Record set start
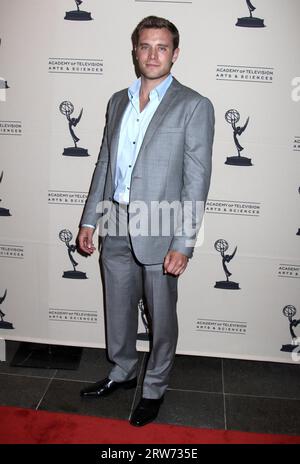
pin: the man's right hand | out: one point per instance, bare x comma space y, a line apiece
85, 240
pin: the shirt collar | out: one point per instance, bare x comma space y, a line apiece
159, 90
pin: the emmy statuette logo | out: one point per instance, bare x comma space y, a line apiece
66, 236
221, 246
67, 108
3, 82
147, 334
4, 324
232, 117
3, 211
298, 233
250, 21
289, 311
78, 15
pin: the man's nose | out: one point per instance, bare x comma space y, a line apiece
153, 53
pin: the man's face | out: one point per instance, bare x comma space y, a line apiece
154, 53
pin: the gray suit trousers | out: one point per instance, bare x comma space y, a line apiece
126, 280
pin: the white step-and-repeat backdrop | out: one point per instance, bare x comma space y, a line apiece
60, 63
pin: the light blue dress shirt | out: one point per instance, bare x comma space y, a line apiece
133, 128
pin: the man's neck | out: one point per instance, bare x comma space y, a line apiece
147, 85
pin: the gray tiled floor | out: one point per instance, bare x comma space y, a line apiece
203, 392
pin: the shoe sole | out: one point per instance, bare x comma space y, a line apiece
130, 384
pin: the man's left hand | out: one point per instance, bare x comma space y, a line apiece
175, 263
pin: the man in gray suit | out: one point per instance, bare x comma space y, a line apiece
155, 158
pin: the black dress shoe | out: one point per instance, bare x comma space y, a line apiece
106, 387
146, 411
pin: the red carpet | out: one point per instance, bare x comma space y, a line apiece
20, 426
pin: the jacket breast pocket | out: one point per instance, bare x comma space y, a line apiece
169, 130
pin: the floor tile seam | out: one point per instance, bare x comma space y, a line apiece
233, 394
282, 398
14, 374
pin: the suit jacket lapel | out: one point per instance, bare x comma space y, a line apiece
160, 113
155, 122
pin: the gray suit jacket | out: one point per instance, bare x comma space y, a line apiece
173, 165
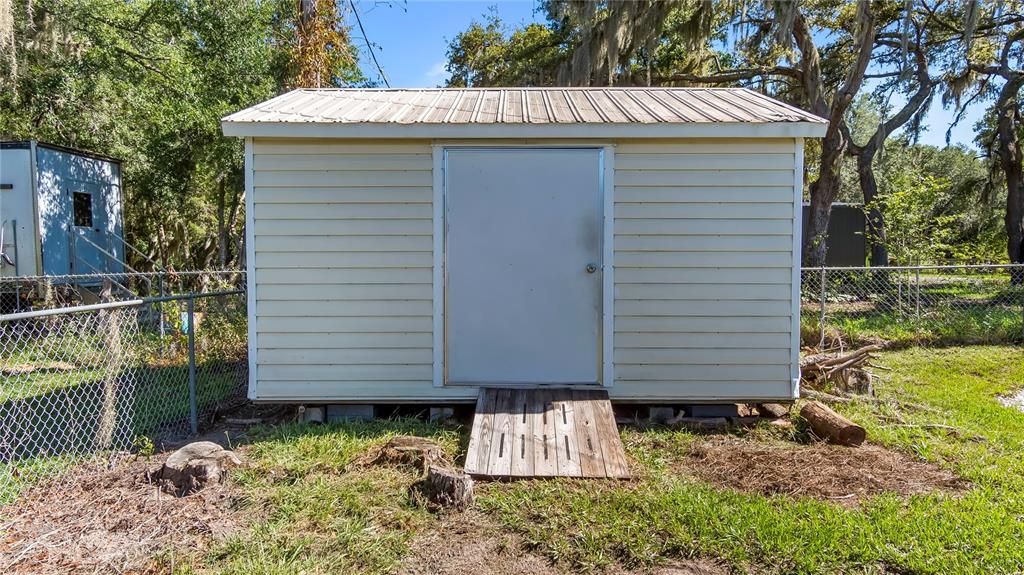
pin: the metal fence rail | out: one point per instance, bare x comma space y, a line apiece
27, 293
913, 304
107, 379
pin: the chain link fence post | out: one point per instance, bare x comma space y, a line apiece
821, 315
193, 402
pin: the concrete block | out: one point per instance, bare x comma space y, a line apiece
349, 412
312, 414
441, 413
713, 410
660, 414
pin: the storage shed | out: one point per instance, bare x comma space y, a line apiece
60, 211
412, 246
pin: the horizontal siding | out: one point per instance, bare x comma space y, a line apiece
342, 178
379, 211
702, 258
343, 241
676, 162
294, 194
721, 226
739, 194
693, 211
343, 260
328, 242
316, 226
353, 292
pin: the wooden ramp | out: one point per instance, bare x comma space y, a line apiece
545, 433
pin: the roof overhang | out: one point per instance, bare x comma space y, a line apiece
505, 131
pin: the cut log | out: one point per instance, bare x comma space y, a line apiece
829, 425
196, 466
448, 488
773, 410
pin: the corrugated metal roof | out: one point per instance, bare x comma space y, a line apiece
523, 106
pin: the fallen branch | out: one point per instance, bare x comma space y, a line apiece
829, 425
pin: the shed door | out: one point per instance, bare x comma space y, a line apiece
523, 266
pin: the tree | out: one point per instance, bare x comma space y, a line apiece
322, 51
995, 70
147, 82
583, 43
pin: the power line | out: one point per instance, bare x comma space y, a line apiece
370, 45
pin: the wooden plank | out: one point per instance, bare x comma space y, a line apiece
479, 438
500, 461
522, 440
611, 443
566, 445
544, 435
591, 455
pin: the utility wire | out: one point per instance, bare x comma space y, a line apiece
370, 46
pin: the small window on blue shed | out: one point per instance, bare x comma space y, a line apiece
83, 209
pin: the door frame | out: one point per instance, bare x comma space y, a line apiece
606, 159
Record set end
# [Stated exercise]
Pull out every line of the records above word for word, leaving out the pictures.

# [Expected answer]
pin: the man's right hand | out: one point per instance, bare x comma space y, a line apiece
85, 240
pin: the shirt collar | out: one point per instance, bare x comma space y, a line apiece
159, 90
pin: the emmy statuette logo | out: one point per instance, bare x comma space y, a line apiece
66, 236
221, 246
67, 108
3, 82
147, 334
4, 324
232, 117
3, 211
298, 233
250, 21
289, 311
78, 15
pin: the man's nose | out: one point per instance, bare x comma space y, a line apiece
153, 53
pin: the man's face | out: one point per instance, bare x comma space y, a line apiece
154, 53
pin: the gray suit trousers | out: one point per instance, bare x comma space y, a line apiece
126, 280
pin: the white step-and-repeat backdrop | out: one point per instance, bare x comma space y, a line apiece
60, 63
pin: the light blue dress shirt | out: one point per instance, bare x comma space y, a line apiece
133, 128
pin: the man's neck | out: one point per instance, bare x comma space y, a line apiece
147, 85
pin: the gray tiled floor | out: one point per instance, bare x comma space y, a line apiece
203, 392
pin: the shoe sole | out: one point per instance, bare x comma space y, a line apiece
130, 384
pin: the man's left hand | out: one point per instance, bare x comma space y, a line apiece
175, 263
pin: the man in gray suit | out: one point per instance, bare x comma space y, a line apiece
155, 158
pin: the black dress shoe | out: one point per instance, bare x comma space y, a line apiece
106, 387
146, 411
pin: the red carpet | out: one point per instance, bare x comma space y, a line apiece
20, 426
pin: the jacket breast pocket | out: one point per instance, bare x comma space y, a line apiece
169, 130
pin: the floor tile seam | out: one point per instance, bare x comma space y, a line apiece
233, 394
282, 398
14, 374
pin: the suit jacket lapel | out: one point per instance, bare x comma space y, a line apiece
160, 113
155, 122
pin: the gray suit jacket | out: one point per instance, bare x comma space y, a line apiece
173, 165
pin: the metal fence rail | out: one point per instance, bare x comma space y, a line apiece
27, 293
913, 304
107, 379
pin: the chain link fence post | out: one point per instance, bare x comma space y, a line apiece
821, 315
193, 402
pin: the concrete block | out: one point per instance, bare x comma space y, a line apiece
349, 412
312, 414
441, 413
713, 410
660, 414
pin: the storage shed | out: one point per instance, bare x comma space y, a line apiece
60, 211
412, 246
pin: the horizontal siding | out: one point per instance, bare x comma space y, a line apiece
342, 178
379, 211
702, 258
343, 241
676, 162
294, 194
721, 226
739, 194
693, 211
343, 260
328, 242
316, 226
353, 292
pin: the wooden ramp | out: one point per instance, bare x comma space y, a line apiece
545, 433
pin: the roof overhang | out: one point per instance, bare x comma space y, a line apiece
505, 131
pin: the cut log | out: one point per instance, bare x comma space y, a line apiece
829, 425
196, 466
448, 488
773, 410
pin: the corrugated metal roof | out: one point per instance, bare x comma space y, a line apiece
523, 106
pin: the fallen branch | out: one point per instance, bare x comma space y, a line apiece
829, 425
pin: the shed door | out: one point per instance, bare x comma space y, a line apiece
523, 266
pin: the tree | out: one point per instance, bare x comma space y, a line apiece
322, 51
995, 70
147, 82
583, 43
pin: the power line | out: one point per instance, bare x comma space y, a line apiece
370, 45
pin: the wooden plank | out: one point per instance, bare x comma space y, a line apiece
479, 438
500, 461
522, 440
611, 443
566, 445
544, 435
591, 455
pin: the utility wire | out: one point per instance, bare x comma space y, a line apiece
370, 46
pin: the small window on blue shed | out: one point per instance, bare x comma space y, a line apiece
83, 209
pin: the door frame | out: one point per instance, bare x comma space y, a line apiece
606, 159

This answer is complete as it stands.